**Excerpted passage**
┄┄┄┄┄┄┄┄┄┄
High Security Installations
This article describes approaches are most security conscious customers take when installing Saturn Cloud. Security involves making trade offs. The approaches described here will improve your security, but will make Saturn Cloud harder to use. This is an example - we can work with you to determine which of these approaches is right for you. There are also things we can do, depending on your requirements, that are not mentioned here.
Block ingress from the internet
As mentioned in our article on security recommendations, for the highest levels of security, Saturn Cloud should be installed without any ingress from the internet.
┄┄┄┄┄┄┄┄┄┄
**Questions on the material**
A. Answer these questions using the high-security installation article:
(i) What does the article say security involves making?
(ii) Besides improving security, what effect will the described approaches have on Saturn Cloud?
(iii) For the highest levels of security, how should Saturn Cloud be installed?
B. From the high-security installation article, return verbatim the passage starting with "High Security Installations" and going on through "from the internet.".

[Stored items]
┄┄┄┄┄┄┄┄┄┄
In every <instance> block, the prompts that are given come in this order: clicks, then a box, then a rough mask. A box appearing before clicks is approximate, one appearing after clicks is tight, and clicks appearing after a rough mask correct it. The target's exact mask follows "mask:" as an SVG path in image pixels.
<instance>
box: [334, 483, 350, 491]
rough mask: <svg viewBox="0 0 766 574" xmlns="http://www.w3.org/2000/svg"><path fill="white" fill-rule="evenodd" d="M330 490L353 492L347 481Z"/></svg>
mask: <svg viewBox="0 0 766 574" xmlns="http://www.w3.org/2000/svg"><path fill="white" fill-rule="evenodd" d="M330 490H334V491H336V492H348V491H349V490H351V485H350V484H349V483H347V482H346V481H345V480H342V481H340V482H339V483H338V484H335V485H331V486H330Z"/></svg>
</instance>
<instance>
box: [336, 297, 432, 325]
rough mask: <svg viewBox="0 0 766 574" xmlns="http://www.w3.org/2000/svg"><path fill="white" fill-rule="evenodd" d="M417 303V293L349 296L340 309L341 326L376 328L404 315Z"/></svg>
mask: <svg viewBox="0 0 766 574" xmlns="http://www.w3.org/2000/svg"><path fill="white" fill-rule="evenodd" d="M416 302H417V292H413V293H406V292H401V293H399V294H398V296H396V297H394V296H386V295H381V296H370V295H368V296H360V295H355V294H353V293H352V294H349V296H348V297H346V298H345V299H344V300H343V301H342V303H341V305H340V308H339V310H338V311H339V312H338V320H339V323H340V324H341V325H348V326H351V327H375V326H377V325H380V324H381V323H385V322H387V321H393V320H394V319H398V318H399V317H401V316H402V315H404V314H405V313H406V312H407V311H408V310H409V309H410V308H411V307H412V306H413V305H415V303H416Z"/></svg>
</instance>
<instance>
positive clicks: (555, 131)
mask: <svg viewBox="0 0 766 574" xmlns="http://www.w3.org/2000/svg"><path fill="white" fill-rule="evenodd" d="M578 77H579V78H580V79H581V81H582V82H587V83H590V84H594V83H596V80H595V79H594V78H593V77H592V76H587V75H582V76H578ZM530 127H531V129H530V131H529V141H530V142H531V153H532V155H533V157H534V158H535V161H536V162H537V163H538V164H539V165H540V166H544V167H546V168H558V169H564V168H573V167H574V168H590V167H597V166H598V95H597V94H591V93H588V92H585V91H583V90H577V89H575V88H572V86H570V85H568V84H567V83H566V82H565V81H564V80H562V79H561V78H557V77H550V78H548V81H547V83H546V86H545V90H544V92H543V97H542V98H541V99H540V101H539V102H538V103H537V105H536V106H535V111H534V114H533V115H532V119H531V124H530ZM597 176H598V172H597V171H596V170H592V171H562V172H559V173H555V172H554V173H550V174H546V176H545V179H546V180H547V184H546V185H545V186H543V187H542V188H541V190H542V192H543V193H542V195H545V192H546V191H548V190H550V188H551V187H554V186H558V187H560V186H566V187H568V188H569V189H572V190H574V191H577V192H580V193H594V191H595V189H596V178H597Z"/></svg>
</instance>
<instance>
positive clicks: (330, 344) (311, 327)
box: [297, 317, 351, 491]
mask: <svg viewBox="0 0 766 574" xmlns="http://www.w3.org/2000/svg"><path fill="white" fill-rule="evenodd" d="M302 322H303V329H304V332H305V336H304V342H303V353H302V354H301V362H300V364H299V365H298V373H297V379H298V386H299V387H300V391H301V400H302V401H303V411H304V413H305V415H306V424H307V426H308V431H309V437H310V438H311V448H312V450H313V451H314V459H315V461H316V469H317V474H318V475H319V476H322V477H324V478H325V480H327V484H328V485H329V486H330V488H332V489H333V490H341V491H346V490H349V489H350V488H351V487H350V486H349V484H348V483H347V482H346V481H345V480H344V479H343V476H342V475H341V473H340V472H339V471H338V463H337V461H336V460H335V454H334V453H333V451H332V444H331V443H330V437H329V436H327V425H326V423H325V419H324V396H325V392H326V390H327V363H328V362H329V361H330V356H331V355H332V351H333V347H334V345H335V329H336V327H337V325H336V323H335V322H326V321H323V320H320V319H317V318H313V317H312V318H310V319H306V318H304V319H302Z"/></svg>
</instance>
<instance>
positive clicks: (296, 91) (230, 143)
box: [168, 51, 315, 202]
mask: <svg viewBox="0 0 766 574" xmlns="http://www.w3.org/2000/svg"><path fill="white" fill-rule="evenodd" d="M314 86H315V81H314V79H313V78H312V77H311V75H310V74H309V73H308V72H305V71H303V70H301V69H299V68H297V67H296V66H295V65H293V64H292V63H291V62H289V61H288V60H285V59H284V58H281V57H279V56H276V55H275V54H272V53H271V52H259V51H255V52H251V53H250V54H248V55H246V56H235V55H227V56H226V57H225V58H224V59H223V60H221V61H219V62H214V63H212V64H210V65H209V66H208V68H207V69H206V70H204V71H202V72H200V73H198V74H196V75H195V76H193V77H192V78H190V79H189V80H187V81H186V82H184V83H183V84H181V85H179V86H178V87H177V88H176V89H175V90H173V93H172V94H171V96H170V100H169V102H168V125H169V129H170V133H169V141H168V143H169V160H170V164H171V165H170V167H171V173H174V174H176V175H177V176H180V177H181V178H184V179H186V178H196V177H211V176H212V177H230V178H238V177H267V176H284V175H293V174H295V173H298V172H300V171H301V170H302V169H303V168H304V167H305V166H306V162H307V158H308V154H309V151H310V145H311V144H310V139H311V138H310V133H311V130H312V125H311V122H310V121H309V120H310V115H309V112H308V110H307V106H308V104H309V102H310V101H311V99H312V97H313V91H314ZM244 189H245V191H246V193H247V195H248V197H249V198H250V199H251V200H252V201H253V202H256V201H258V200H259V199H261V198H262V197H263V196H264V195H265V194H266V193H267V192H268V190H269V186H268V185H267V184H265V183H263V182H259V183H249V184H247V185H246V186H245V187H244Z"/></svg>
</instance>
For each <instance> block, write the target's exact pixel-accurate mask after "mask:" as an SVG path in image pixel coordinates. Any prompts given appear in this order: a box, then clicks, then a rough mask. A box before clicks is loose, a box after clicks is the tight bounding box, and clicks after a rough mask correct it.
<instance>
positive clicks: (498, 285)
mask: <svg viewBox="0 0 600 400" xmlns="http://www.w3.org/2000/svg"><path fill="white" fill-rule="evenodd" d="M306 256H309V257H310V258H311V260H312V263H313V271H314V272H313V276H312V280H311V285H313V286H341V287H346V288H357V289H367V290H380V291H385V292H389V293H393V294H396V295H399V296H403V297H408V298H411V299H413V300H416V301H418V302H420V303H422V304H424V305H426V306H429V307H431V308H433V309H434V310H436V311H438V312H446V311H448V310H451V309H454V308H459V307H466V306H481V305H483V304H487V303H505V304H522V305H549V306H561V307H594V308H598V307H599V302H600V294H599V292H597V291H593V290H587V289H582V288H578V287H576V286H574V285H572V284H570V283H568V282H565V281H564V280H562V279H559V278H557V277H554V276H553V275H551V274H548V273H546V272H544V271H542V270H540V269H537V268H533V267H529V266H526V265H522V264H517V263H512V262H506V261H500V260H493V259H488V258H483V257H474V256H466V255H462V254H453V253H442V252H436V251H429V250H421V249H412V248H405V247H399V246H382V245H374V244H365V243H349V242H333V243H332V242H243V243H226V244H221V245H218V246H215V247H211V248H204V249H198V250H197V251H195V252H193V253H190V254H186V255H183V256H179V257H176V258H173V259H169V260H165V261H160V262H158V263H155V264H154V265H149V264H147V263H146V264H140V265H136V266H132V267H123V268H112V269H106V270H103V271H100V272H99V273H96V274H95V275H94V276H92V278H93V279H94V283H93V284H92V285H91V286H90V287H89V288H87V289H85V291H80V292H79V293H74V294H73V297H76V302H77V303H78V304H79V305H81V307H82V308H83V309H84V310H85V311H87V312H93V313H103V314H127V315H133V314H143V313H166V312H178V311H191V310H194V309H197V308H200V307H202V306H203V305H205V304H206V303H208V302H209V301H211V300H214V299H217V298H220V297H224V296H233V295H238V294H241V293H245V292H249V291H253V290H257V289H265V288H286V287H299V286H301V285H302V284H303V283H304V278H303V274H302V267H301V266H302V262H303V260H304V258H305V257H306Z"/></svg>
┄┄┄┄┄┄┄┄┄┄
**Answers to the exercises**
A.
(i) Trade offs.
(ii) They will make Saturn Cloud harder to use.
(iii) Without any ingress from the internet.

B.
High Security Installations
This article describes approaches are most security conscious customers take when installing Saturn Cloud. Security involves making trade offs. The approaches described here will improve your security, but will make Saturn Cloud harder to use. This is an example - we can work with you to determine which of these approaches is right for you. There are also things we can do, depending on your requirements, that are not mentioned here.
Block ingress from the internet
As mentioned in our article on security recommendations, for the highest levels of security, Saturn Cloud should be installed without any ingress from the internet.